-- start Text shown --

Billing and Cost Management

User-Defined Cost Allocation Tags

User-defined tags are tags that you define, create and apply to resources.After you have create and applied them, you can activate them on the Billing and Cost Management console for cost allocation tracking.

The detailed steps are:

  1. Log in to the AWS Management Console of the new account
  2. Use the Tag Editor to create the new user-defined tags
  3. Use the Cost Allocation Tag manager in the payer account to mark the tags as cost allocation tags

Certificate Manager (ACM)

When you request a public certificate, AWS Certificate Manager (ACM) generates a public/private key pair

Application Load Balancer (ALB)

If an application is running on EC2 instances with Auto Scaling Group, and it’s behind an Application Load Balancer (ALB). If the company want to configure the application to scale based on the number of incoming requests, SysOps need to

  • Use a target tracking scaling policy based on ALB’s RequestCountPerTarget metric


A company has deployed its infrastructure using AWS CloudFormation. Recently, the company made manual changes to the infrastructure. A SysOps Administrator is tasked with determining what was changed and updating the CloudForamtion template,

  • Use drift detection on CloudFormation stack. Use the output to udpate the CloudFormation template and redeploy the stack


A stack set lets you create stacks in AWS accounts across regions by using a single AWS CloudFormation template. All the resources included in each stack are defined by the stack set’s AWS CloudFormation template.

-- end Text shown --

→ Stated task 1
List the steps that the AWS notes give for setting up user-defined cost allocation tags.
→ Stated task 2
Carry on the AWS notes from their last sentence, about the stack set's AWS CloudFormation template.
The lines that come next are separate from the AWS notes.

-- start Dataset content --

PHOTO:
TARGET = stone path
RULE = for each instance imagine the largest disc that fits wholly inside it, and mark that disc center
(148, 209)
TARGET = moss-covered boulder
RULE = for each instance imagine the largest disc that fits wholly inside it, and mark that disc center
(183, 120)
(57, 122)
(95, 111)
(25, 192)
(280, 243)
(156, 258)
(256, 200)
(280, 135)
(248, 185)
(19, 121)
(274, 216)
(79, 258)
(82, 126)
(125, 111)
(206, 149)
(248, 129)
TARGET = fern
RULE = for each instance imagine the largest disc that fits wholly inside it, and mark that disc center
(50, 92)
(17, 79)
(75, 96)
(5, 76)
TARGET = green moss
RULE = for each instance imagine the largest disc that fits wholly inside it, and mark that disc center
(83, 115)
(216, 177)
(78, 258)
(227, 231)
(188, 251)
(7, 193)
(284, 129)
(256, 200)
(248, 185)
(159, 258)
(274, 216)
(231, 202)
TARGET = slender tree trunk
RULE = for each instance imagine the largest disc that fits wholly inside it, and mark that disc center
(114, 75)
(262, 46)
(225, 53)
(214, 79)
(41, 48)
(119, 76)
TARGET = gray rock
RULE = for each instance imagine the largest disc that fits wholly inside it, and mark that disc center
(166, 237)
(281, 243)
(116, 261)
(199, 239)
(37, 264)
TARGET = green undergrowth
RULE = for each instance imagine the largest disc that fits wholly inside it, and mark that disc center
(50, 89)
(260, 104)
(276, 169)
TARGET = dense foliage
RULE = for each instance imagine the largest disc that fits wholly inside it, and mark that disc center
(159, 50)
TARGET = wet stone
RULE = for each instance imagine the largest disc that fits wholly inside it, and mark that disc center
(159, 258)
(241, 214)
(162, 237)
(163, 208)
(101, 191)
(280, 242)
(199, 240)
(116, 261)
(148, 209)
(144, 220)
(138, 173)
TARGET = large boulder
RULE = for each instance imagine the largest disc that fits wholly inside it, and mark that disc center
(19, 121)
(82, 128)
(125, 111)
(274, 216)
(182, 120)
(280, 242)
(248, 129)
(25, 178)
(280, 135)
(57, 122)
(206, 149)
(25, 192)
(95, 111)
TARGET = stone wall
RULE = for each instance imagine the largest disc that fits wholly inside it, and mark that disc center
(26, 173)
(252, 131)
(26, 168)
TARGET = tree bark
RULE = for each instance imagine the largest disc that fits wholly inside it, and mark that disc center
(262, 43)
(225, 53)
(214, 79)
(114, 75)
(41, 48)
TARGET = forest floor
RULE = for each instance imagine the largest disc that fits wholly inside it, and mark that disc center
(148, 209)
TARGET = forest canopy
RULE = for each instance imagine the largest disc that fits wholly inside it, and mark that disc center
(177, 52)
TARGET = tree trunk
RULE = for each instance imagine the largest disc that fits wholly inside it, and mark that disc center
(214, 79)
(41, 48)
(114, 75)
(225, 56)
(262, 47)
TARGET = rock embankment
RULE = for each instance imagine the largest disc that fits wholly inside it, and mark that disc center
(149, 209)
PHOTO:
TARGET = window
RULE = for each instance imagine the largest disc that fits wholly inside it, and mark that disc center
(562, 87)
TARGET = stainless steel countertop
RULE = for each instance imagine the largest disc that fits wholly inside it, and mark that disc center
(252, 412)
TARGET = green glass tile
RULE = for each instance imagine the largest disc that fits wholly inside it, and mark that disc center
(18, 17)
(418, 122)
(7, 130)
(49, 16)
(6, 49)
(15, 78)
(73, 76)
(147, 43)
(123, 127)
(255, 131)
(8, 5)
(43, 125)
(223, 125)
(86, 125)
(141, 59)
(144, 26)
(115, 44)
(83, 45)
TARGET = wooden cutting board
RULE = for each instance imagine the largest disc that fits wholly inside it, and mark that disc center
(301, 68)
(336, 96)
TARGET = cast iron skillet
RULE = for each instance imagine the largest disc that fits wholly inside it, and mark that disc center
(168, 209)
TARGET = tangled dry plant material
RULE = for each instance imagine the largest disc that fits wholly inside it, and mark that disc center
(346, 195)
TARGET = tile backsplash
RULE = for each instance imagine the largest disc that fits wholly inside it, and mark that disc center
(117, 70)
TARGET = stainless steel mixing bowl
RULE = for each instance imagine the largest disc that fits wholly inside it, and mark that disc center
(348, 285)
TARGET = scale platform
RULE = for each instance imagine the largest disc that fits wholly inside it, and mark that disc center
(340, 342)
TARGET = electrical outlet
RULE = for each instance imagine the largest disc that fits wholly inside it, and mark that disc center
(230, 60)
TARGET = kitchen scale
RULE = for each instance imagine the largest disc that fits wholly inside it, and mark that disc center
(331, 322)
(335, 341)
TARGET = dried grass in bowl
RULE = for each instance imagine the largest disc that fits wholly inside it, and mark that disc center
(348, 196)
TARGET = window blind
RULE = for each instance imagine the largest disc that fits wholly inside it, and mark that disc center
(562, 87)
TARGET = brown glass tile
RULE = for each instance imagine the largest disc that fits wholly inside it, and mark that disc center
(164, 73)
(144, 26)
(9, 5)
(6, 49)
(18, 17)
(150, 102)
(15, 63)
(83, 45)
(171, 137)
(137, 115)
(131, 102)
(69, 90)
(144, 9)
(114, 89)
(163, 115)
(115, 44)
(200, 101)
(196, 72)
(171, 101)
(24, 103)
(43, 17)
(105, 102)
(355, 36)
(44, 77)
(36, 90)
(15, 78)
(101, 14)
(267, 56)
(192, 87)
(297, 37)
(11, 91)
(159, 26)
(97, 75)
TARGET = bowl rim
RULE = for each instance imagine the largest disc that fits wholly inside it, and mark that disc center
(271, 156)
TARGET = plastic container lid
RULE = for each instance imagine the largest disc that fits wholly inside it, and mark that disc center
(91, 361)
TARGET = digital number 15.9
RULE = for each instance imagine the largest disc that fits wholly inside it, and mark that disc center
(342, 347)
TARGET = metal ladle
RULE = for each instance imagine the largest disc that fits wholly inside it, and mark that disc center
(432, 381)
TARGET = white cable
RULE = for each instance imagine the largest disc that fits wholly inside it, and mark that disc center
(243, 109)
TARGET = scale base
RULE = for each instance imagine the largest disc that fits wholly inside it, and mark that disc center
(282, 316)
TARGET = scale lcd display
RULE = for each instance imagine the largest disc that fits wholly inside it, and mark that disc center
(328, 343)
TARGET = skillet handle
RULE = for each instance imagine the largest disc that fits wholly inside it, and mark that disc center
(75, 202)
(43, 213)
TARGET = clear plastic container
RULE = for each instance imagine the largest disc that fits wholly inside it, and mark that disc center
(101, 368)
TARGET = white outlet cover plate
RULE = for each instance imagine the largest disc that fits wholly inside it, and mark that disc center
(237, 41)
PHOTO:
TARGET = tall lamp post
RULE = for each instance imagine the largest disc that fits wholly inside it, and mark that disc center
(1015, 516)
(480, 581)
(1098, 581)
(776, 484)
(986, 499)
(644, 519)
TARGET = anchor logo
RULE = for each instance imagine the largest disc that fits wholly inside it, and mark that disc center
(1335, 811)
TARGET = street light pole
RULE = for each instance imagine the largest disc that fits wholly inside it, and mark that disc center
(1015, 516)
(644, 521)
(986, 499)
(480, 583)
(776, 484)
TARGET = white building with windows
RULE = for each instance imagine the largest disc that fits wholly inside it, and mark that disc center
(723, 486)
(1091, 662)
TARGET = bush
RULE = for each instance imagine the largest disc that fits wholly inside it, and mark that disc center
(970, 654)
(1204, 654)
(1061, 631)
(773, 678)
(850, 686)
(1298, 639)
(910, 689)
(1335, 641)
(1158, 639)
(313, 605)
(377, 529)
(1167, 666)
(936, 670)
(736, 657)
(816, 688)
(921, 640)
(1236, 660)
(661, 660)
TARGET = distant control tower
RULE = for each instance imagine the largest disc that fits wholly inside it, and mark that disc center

-- end Dataset content --

→ Exercise response 1
1. Log in to the AWS Management Console of the new account
2. Use the Tag Editor to create the new user-defined tags
3. Use the Cost Allocation Tag manager in the payer account to mark the tags as cost allocation tags

→ Exercise response 2
If the third company is using federation to authenticate users and grant AWS permissions, SysOps can use CloudTrail for the federated identity username.

Management Events Logging

Management events logging provide visibility into management operations that are preformed on resources in your AWS account.

Data Events Logging

Data events logging provide visibility into the resource operations performed on or within a resource. These are also known as data plane operations. Data events are often high-volume activities.


  • S3 object-level API activity, e.g GetObject, DeleteObject, PutObject API operations


To enable memory metrics for every minute, SysOps needs to

  1. Enable detailed monitoring on the instance within in Amazon CloudWatch
  2. Publish the memory metrics using Amazon CloudWatch Agent


If EC2 instance has stopped responding and the system checks are failing, SysOps needs to

  • Stop and then start the EC2 instance so that it can be launched on a new host

Reboot vs Stop/Start

  • Reboot an EC2 instance will keep your everything still on the same physical host machine
  • Stop/Start an EC2 instance will move to a new physical host machine

Auto Scaling Group (ASG)

Auto Scaling Group is configured to determine the health status of EC2 instances using EC2 status checks.

If we want to analyse the unhealthy instances before termination, we can use EC2 Auto Scaling Group Lifecycle Hook to pause instance termination after the instance has been removed from service.

Operation System

Patching EC2 instances is customers’ responsibility.


To solve alerts of high CPU utilization from a Memcached-based ElastiCache cluster, SysOps can

  • add additional work nodes to ElastiCache cluster
  • create an Auto Scaling Group to ElastiCache cluster

If the eviction count metric is high whilst other components are normal, SysOps needs to

  • Scale the ElastiCache cluster by adding additional nodes

Elastic Load Balancer (ELB)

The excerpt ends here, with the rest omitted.